* [Schriftliche Aufgabe a]: Wiederhole aus dem Textauszug über Horrorspiele wortgetreu die Passage von "Brian Clarke" bis "mich begeistern kann.".

* [Textauszug]:
Screenshot
Bei "The Mortuary Assistant" baut sich das Grauen schrittweise auf.
Brian Clarke

Ich liebe Horror – und das in allen Medien. Ich habe mich von Lovecraft bis Ligotti durch die Horrorliteraturgeschichte gelesen, schätze einen klassischen King oder Barker ebenso wie Neues von John Langan oder Maria Enriquez und habe extra für Junji Ito etliche Regalmeter freigemacht. Ich mag im Kino den neuen "Elevated Horror" von "Hereditary" genauso wie die Ernsthaftigkeit von 70er-Jahre-Zombietrash oder den anarchischen Splatter-Slapstick von "Braindead" und finde noch immer Found-Footage-Horror, der mich begeistern kann.

Natürlich ist es müßig, Film, Literatur und Games gegeneinander auszuspielen, denn alle drei Medien haben ihre Stärken. Trotzdem behaupte ich: In Sachen Horror betreten Videospiele immer wieder faszinierend gruseliges Neuland, das gerade Horrorfans elektrisieren muss – und das nicht nur wegen des No-na-Arguments, dass man im interaktiven Medium eben selbst direkter beteiligt ist. Glauben Sie nicht? Oh, we have such sights to show you.

Abseits des Hochglanz-Schreckens

Die großen Hochglanz-Horrorspiele, an die Sie jetzt vermutlich als Erstes denken, haben zu Recht eine weltweite Fangemeinde mit einem - im Vergleich zu anderen Genres - hingebungsvollen Geschichtsbewusstsein. Die ersten Teile der "Resident Evil"-Reihe sind durch großartige Remakes technisch und spielerisch ebenso in die Gegenwart geholt worden wie "Dead Space", auch "Alan Wake" und "Silent Hill" werden aufpoliert.

So gut diese Hochglanz-Blockbuster als Horror-Erlebnisse auch sind: Als millionenschwere Produkte bleiben sie spielerisch meistens eher auf der sicheren Seite. Nicht, dass an den Grundpfeilern etwa des Survival-Horror-Genres, dem die genannten großen Beispiele mehr oder weniger angehören, etwas auszusetzen wäre. Trotzdem schaffen es vor allem kleinere Spiele immer wieder, all jenen, die ausziehen, das Fürchten zu lernen, auch ganz neue Schrecken zu präsentieren.

Nachtschicht beim Bestatter

Wer sich etwa in das letztes Jahr erschienene Indie-Game "The Mortuary Assistant" wagt, bekommt es mit einer Horror-Erfahrung zu tun, die sich schwer bis gar nicht mit denen anderer Medien (und sogar: anderer Horror-Games) vergleichen lässt. Als Bestatterin ist es meine Aufgabe, in einer langen Nachtschicht mehrere Leichname zu präparieren. Auf gewisse Weise ist "The Mortuary Assistant" eine - makabre - Arbeitssimulation aus der First-Person-Perspektive: Ich nähe Augen zu, tackere Unterkiefer zusammen und pumpe Einbalsamierungsflüssigkeit in kalte Körper.

* [Schriftliche Aufgabe b]: Zähle, wie viele Zeilen der folgenden Auflistung das Wort "bird" enthalten, und gib nur diese Zahl an.

* [Verfügbare Auflistung]:

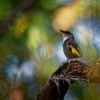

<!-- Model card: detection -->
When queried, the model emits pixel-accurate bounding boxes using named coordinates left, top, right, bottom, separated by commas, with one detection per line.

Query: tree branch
left=37, top=60, right=100, bottom=100
left=0, top=0, right=34, bottom=38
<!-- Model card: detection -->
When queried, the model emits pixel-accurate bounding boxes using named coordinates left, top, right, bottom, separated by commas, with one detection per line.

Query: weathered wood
left=37, top=60, right=100, bottom=100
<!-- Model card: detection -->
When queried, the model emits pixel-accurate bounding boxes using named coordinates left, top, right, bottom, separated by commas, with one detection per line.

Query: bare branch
left=37, top=60, right=100, bottom=100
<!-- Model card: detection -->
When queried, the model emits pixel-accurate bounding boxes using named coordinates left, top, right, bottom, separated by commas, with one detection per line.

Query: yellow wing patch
left=70, top=45, right=80, bottom=57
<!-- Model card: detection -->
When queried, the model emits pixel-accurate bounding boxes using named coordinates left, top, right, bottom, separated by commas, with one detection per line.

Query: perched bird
left=60, top=30, right=82, bottom=59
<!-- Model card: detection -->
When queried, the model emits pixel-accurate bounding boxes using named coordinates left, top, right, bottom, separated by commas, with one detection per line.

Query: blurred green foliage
left=0, top=0, right=100, bottom=100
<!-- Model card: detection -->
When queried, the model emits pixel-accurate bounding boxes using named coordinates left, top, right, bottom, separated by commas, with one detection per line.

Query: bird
left=60, top=30, right=82, bottom=59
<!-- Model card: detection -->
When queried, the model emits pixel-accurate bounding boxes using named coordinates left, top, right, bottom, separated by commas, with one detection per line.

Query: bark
left=37, top=60, right=100, bottom=100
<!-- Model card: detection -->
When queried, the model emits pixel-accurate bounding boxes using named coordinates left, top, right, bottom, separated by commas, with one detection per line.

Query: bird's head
left=60, top=30, right=74, bottom=41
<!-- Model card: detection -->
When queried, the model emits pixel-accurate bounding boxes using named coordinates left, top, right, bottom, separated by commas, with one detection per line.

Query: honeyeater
left=60, top=30, right=82, bottom=59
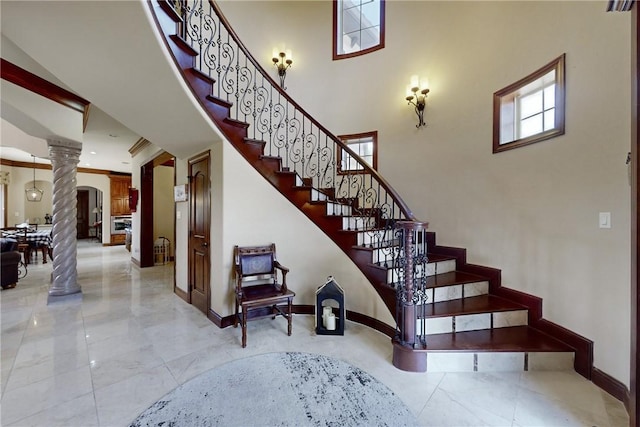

* [Schriftliche Antwort a]:
Brian Clarke

Ich liebe Horror – und das in allen Medien. Ich habe mich von Lovecraft bis Ligotti durch die Horrorliteraturgeschichte gelesen, schätze einen klassischen King oder Barker ebenso wie Neues von John Langan oder Maria Enriquez und habe extra für Junji Ito etliche Regalmeter freigemacht. Ich mag im Kino den neuen "Elevated Horror" von "Hereditary" genauso wie die Ernsthaftigkeit von 70er-Jahre-Zombietrash oder den anarchischen Splatter-Slapstick von "Braindead" und finde noch immer Found-Footage-Horror, der mich begeistern kann.

* [Schriftliche Antwort b]: 3